EXCERPTED RECORDS:
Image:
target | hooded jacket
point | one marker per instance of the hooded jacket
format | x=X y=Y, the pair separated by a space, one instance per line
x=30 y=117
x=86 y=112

JOB:
Reproduce every line of the items above, requests included, with each coordinate in the answers multiplied by 2 and rounded to a whole number, halves rounded up.

FINISHED ANSWER:
Image:
target | hooded jacket
point | one marker per instance of the hooded jacket
format | x=X y=Y, the pair separated by a space, one instance per line
x=60 y=234
x=172 y=224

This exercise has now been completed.